(A block of data)
** start **
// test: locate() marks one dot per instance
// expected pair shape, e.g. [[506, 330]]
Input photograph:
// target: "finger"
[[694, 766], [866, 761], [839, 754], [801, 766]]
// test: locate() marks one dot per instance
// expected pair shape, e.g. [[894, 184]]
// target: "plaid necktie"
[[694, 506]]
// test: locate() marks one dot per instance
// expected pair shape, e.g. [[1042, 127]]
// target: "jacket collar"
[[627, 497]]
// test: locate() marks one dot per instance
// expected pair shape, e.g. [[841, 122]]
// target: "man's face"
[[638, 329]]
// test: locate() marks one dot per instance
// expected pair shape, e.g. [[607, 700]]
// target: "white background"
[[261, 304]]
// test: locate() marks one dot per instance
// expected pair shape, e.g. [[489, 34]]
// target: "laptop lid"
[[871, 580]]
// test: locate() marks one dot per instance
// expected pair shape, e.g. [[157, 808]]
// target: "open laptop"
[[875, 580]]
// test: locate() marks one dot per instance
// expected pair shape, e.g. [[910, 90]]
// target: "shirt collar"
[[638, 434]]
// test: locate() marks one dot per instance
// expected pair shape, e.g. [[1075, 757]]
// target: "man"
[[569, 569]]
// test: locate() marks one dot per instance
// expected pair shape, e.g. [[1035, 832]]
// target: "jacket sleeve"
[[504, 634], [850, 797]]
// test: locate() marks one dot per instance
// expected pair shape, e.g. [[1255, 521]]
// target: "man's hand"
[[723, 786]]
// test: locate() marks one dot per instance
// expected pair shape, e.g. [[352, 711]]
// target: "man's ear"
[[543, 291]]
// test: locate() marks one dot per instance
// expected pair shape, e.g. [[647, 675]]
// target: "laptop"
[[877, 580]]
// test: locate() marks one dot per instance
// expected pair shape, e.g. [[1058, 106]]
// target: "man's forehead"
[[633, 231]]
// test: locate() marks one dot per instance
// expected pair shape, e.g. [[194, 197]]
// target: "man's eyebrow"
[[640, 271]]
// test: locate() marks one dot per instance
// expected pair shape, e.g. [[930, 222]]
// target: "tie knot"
** end **
> [Short task]: Give all of the rows again, swapping each "target" for "object" and changing nothing else.

> [In response]:
// test: locate() marks one dot per instance
// expected pair shape, e.g. [[506, 330]]
Input photograph:
// object: "finger"
[[694, 766], [866, 761], [839, 754], [801, 766]]
// test: locate() marks one dot per instance
// expected pair shape, e.g. [[894, 184]]
// object: "plaid necktie"
[[694, 506]]
// test: locate() marks one dot per instance
// expected pair shape, e.g. [[1042, 127]]
// object: "jacket collar"
[[627, 497]]
// test: locate() marks one dot per instance
// expected pair shape, e.g. [[841, 122]]
// object: "man's face"
[[638, 329]]
// test: locate() marks one dot per instance
// expected pair shape, e.g. [[607, 700]]
// object: "white background"
[[261, 304]]
// test: locate() marks one dot per instance
// expected pair shape, e.g. [[489, 34]]
// object: "laptop lid"
[[871, 580]]
// test: locate() marks one dot per instance
// expected pair shape, e.g. [[157, 808]]
// object: "open laptop"
[[875, 580]]
// test: locate() marks one dot per instance
// expected pair shape, e.g. [[910, 90]]
// object: "shirt collar"
[[638, 434]]
// test: locate() marks one dot per instance
// expected pair shape, e.g. [[1075, 757]]
// object: "man"
[[569, 569]]
// test: locate() marks one dot per instance
// expected pair shape, e.g. [[1035, 832]]
// object: "jacket sleeve"
[[504, 634], [850, 797]]
// test: locate() marks one dot per instance
// expected pair shape, e.g. [[1255, 521]]
// object: "man's hand"
[[723, 786]]
// test: locate() marks one dot per instance
// expected pair shape, e.g. [[352, 711]]
// object: "man's ear"
[[543, 291]]
// test: locate() marks one dot per instance
// expected pair shape, e.g. [[647, 675]]
// object: "laptop"
[[877, 580]]
// test: locate() marks one dot per instance
// expected pair shape, e.g. [[1058, 106]]
// object: "man's forehead"
[[633, 231]]
// test: locate() marks one dot per instance
// expected pair shape, e.g. [[194, 197]]
// object: "man's eyebrow"
[[640, 271]]
// test: locate() marks one dot per instance
// expected pair shape, e.g. [[930, 222]]
// object: "tie knot"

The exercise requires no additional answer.